» PAGE EXTRACT
........

January 20, 2010 Fifty-Two Weeks, Mendocino County 5 Comments

What makes California such a tremendous force in American and World wine, is the same reason that makes California tremendous force economically, creatively, and physically. California has it all. I don’t mean this in an arrogant way: California is paradise! But then again, I do kind of mean it that way. But California does have it all. To be fair, California is much larger (and longer…a very important geographical advantage to our agriculture and wine), than most other states of the Union.

However, what it contains within its large borders is what is most important.  From the lowest to highest points in the lower 48 States, to the largest trees, celebrities, and budget deficits, California does everything on a large scale. There are many more clichés to add here about our Governor, etcetera, etcetera, but you get the point.  Aside from the general imagery everyone conjures up of palm tree lined beaches and very public celebrity meltdowns, California remains a naturalist’s dreamland. There is a reason much of the modern day environmental movement first started with California: it is a glorious place.  The diversity of snow-capped peaks, boiling desserts, vast valleys, and jagged coastline is what give California wine such tremendous range and potential. Often you hear comparisons between California and France’s wine regions (Central Coast and Rhône, Napa and Bordeaux). If there is an award-wining region of France, California has an AVA that mimics its ancient European predecessors.

A winemaker in my area referred to the Santa Ynez Valley and surrounding regions as “God’s Country”, and he is right to say so. However, these divine landscapes are duplicated all over the state. Mendocino County with its rugged and dramatic coastline is no exception.

Milla Handley has been owner/wine maker of Handley Cellars, which operates in the Anderson Valley of Mendocino County, a cool climate region known for it’s Pinot Nior, since the earlHandley Cellars calls picturesque Mendocio County home.y 80′s. Her résumé of associates and experience is impressive. But in many ways, her career in wine was a unique choice for Milla, one that reflects her independent do-it yourself spirit. Wine making was not necessarily the obvious career path for Milla. None-the-less, wine chose Milla just as much as she chose wine. Milla’s father made a good living for his family in commercial real-estate in the Silicone Valley. Even though the family had a history of alcohol production (Milla’s Great-Great-Grandfather was Henry Weinhard the legendary Oregon brewer), her early passions were for the arts and animals. So how did Milla end up in a rather remote valley in Northern California making wine?

I asked Milla how she got into wine, why she likes it, and who has inspired her along the way.

You had any number of opportunities open to you as a young woman. Why wine?

“I started college as an Art major, but changed my mind. I then turned to physical sciences with the idea that I might be interested in animal science (horses) or fermentation science. I couldn’t deal with the number of animal labs that involved live animals so started to focus on fermentation science. Winemaking seemed best for many practical reasons. I wanted to live in the country and wanted to have an enjoyable job that would place me in rural environments. Most jobs are in the countryside, which was where I knew I’d want to live and most areas where premium grapes grow have wonderful climates. Wine was regularly included during our family dinners and I knew I liked wine so winemaking seemed a good idea. Other than my decision to go into winemaking not viticulture I really didn’t worry about being a female.”

........

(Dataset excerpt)
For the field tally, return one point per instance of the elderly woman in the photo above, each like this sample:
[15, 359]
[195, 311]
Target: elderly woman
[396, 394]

........

» EXERCISE OBJECTIVE
From the California wine post, copy the passage that begins at the words "A winemaker in" and stops after "is no exception.". The listing is not needed for this work.

» EXERCISE OUTPUT
A winemaker in my area referred to the Santa Ynez Valley and surrounding regions as “God’s Country”, and he is right to say so. However, these divine landscapes are duplicated all over the state. Mendocino County with its rugged and dramatic coastline is no exception.